Can you pull out every line below that contains the string "Dataset" and list each one in full?

- - - - -

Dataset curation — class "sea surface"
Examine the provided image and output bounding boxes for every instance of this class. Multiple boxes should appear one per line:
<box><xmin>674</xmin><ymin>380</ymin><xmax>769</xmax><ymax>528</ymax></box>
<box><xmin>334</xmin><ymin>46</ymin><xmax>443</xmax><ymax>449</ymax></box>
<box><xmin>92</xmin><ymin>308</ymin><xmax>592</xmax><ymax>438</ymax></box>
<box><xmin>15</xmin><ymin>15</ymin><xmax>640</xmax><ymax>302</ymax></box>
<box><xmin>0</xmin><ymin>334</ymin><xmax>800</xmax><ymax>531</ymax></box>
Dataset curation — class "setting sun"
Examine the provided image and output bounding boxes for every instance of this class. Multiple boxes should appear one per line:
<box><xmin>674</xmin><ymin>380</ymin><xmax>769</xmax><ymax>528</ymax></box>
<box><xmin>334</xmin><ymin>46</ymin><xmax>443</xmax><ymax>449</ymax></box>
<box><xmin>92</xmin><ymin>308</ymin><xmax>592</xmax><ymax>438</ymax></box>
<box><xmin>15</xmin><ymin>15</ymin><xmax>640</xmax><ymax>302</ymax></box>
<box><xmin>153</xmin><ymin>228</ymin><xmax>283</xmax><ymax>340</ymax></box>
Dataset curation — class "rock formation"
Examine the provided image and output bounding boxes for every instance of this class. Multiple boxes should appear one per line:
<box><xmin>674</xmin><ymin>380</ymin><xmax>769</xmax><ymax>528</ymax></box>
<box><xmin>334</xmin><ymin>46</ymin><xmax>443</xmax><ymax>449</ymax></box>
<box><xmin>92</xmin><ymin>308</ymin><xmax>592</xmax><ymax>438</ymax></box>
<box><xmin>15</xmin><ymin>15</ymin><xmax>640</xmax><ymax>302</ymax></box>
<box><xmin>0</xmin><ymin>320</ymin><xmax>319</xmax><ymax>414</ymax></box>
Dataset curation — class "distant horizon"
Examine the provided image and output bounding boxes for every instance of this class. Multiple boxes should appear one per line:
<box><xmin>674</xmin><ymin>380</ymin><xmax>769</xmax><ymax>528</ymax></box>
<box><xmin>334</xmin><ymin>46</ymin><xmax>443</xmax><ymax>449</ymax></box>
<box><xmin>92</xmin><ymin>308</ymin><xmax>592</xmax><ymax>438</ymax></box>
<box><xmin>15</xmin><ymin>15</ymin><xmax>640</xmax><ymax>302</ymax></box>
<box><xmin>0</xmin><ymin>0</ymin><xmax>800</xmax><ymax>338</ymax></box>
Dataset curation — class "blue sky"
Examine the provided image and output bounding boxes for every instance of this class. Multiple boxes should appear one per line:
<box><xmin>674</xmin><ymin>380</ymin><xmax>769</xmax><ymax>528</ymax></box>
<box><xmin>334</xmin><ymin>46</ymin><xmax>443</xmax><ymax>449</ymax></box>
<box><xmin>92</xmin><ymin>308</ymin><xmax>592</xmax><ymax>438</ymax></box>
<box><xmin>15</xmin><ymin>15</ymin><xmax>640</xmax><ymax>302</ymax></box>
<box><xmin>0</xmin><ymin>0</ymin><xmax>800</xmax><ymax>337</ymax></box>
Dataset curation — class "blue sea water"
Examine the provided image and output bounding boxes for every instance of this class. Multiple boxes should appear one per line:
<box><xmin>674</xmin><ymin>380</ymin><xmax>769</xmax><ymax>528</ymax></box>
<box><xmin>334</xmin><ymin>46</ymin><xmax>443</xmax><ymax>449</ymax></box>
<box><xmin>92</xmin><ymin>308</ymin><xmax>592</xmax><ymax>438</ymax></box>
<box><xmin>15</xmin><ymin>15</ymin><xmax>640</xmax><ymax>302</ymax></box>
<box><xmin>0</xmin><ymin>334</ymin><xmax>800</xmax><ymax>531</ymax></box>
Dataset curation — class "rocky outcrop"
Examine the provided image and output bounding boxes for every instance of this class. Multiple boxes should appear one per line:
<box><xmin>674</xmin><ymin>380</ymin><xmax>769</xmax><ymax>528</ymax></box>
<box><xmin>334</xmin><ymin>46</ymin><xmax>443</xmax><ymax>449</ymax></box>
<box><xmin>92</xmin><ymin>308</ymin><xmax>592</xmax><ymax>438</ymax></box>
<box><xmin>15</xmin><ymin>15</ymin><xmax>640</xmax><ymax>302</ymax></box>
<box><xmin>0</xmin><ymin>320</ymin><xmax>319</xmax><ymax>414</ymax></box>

- - - - -

ANSWER TO THIS PROBLEM:
Dataset curation — class "sea surface"
Dataset curation — class "setting sun"
Dataset curation — class "rock formation"
Dataset curation — class "distant horizon"
Dataset curation — class "blue sky"
Dataset curation — class "blue sea water"
Dataset curation — class "rocky outcrop"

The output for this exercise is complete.